[Named-object pointing records]
^^^^^^^^^^^^^^^^

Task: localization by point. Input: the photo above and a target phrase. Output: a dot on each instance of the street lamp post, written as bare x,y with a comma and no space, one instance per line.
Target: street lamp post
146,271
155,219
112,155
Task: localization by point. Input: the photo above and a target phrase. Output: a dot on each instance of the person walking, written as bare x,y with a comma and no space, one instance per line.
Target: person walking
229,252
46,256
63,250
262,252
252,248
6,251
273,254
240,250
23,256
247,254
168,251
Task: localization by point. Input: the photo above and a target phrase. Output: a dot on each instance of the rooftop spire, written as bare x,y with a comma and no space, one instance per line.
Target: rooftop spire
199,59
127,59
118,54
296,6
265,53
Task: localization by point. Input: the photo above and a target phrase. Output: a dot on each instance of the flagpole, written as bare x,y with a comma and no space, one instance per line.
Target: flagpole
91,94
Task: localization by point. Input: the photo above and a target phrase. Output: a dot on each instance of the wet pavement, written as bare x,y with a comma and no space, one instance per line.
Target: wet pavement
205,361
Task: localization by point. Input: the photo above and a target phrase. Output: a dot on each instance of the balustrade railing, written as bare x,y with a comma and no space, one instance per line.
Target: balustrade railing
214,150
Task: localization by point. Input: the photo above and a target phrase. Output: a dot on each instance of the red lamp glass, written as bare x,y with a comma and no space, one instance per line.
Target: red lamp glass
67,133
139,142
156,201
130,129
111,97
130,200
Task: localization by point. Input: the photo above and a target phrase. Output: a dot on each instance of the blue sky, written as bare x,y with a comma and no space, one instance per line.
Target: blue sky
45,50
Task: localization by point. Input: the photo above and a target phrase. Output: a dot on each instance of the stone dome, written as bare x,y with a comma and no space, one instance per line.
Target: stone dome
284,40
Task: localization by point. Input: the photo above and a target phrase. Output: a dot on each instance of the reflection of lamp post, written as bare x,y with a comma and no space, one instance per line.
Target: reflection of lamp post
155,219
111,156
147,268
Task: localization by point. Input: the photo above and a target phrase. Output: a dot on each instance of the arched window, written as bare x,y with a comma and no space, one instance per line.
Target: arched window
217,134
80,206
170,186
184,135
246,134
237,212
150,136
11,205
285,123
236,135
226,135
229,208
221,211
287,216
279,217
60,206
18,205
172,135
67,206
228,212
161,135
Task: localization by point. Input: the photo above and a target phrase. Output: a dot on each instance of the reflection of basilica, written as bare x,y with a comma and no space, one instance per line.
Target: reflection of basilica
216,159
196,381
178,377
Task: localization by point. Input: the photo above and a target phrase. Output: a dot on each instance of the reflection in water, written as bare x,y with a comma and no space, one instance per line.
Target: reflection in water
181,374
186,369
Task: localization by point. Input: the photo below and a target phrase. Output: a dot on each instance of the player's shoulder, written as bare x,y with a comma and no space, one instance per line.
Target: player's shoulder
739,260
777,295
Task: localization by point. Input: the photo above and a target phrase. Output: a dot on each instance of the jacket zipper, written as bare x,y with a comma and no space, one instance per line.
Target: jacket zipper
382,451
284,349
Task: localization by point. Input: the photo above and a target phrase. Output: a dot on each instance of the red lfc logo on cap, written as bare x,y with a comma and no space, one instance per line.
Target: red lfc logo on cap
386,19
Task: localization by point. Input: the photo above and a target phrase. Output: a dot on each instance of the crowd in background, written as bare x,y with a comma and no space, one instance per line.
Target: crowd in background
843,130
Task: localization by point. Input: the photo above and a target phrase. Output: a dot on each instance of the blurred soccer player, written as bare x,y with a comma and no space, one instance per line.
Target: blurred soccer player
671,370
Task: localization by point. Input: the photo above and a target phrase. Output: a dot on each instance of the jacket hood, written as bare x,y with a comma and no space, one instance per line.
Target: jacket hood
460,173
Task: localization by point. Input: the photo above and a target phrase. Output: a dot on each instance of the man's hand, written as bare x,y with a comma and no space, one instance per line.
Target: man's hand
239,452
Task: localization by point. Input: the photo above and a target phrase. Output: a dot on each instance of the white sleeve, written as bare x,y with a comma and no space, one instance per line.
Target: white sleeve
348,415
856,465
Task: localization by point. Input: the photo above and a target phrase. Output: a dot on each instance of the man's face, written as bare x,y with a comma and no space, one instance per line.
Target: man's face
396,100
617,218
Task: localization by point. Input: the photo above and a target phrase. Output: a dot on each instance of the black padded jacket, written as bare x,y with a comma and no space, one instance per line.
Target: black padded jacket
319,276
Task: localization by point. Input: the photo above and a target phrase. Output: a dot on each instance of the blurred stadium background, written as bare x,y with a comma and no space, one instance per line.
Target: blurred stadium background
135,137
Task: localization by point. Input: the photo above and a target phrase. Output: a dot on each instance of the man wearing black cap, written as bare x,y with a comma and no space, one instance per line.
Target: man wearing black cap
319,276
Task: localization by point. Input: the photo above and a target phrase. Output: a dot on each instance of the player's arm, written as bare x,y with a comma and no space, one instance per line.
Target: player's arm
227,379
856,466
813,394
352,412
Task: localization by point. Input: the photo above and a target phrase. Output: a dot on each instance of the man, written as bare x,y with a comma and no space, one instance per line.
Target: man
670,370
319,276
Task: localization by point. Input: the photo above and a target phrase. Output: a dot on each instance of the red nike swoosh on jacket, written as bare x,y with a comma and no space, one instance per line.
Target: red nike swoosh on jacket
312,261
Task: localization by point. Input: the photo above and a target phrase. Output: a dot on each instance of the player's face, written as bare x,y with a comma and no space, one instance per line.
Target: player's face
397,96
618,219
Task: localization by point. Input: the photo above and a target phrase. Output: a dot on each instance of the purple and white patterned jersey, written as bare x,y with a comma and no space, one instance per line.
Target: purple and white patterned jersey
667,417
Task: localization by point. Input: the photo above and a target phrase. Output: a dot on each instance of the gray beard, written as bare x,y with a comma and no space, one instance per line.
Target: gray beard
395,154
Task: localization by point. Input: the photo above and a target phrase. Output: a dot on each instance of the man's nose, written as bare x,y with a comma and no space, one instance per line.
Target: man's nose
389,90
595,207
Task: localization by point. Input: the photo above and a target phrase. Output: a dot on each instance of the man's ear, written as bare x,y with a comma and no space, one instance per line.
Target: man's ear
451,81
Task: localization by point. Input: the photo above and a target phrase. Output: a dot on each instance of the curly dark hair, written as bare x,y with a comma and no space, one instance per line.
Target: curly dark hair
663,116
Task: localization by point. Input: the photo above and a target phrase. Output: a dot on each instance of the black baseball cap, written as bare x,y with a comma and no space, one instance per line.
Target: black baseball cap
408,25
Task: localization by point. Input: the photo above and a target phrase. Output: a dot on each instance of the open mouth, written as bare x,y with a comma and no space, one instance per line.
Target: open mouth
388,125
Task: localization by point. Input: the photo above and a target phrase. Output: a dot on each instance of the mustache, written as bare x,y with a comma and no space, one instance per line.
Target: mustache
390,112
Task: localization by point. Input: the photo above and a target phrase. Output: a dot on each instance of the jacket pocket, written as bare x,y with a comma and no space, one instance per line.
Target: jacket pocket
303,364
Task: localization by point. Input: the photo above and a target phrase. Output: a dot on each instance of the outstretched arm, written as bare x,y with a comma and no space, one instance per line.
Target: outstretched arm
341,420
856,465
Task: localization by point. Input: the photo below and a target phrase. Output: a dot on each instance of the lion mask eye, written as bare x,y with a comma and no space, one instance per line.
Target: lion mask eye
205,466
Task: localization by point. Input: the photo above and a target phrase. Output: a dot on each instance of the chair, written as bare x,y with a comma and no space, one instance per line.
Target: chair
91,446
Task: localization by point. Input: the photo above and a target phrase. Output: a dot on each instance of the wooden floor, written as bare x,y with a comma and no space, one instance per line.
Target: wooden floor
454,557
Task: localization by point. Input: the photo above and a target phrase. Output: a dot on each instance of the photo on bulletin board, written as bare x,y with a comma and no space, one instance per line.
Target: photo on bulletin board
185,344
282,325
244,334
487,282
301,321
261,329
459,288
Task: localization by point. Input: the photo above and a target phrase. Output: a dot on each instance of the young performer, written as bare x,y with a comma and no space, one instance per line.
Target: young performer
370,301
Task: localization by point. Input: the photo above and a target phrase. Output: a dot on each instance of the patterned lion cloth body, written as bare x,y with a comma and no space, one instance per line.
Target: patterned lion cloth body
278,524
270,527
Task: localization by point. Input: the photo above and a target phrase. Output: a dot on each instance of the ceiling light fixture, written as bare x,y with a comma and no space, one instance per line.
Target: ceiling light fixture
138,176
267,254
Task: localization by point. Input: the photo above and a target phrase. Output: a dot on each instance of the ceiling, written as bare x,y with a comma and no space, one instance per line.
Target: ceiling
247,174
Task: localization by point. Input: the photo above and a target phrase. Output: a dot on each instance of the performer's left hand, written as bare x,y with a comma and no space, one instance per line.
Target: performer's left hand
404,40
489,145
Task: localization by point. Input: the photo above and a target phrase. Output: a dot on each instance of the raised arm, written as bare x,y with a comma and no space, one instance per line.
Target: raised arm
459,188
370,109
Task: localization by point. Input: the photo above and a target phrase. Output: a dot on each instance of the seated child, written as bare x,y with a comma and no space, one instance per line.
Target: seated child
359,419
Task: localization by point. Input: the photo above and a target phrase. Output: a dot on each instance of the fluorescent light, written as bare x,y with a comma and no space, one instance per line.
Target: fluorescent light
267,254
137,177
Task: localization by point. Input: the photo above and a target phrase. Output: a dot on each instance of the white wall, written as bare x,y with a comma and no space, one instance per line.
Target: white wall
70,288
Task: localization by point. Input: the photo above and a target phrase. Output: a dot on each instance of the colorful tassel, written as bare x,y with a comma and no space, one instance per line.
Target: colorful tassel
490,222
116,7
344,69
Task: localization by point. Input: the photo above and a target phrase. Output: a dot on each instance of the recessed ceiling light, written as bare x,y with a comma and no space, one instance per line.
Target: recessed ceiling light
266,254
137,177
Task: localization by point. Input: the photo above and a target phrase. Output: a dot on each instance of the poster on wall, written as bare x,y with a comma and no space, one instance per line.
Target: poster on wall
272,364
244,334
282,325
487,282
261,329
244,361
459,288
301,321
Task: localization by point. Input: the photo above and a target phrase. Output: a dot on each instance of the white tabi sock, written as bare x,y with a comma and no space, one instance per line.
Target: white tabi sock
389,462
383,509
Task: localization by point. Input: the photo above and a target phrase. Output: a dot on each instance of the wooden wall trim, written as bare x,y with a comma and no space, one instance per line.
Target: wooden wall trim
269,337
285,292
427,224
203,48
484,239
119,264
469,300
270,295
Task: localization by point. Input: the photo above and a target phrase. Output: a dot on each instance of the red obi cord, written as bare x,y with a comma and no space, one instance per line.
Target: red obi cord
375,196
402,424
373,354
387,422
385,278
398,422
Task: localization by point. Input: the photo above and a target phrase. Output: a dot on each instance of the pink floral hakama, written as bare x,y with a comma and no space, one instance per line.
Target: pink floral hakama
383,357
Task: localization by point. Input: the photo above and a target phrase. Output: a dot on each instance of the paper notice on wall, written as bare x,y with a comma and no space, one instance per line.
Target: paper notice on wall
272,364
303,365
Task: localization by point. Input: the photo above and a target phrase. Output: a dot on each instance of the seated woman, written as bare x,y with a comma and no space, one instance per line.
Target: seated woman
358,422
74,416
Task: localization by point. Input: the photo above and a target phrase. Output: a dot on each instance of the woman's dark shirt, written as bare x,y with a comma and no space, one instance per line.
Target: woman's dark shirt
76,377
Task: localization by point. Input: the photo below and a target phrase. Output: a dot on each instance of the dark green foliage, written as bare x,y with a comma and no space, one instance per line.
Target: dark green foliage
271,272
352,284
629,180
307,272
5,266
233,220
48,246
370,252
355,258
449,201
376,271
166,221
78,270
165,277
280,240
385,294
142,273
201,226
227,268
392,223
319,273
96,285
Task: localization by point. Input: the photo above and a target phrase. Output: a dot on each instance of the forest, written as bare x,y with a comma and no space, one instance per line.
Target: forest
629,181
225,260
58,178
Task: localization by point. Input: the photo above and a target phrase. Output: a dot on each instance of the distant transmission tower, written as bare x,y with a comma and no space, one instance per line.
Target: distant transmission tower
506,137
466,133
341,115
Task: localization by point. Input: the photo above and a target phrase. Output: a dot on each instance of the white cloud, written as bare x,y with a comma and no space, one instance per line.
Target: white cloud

^^^^^^^^^^^^^^^^

__Written instruction__:
Starting with the line that contains "of the distant", write out each line through the end of the listing, exactly as it appears, and include nothing else.

__Answer to the problem__:
Task: localization by point. Input: the photo above and a target phrase. Output: a dot on each instance of the distant transmission tower, written as bare x,y with a comma and no space, one instance per line.
Target: distant transmission tower
506,137
466,133
341,115
Task: localization by point. Input: the photo above and a target phrase. Output: a dot on each instance of the white cloud, written as bare x,y with a comma and no space, one instance per line.
Target: white cloud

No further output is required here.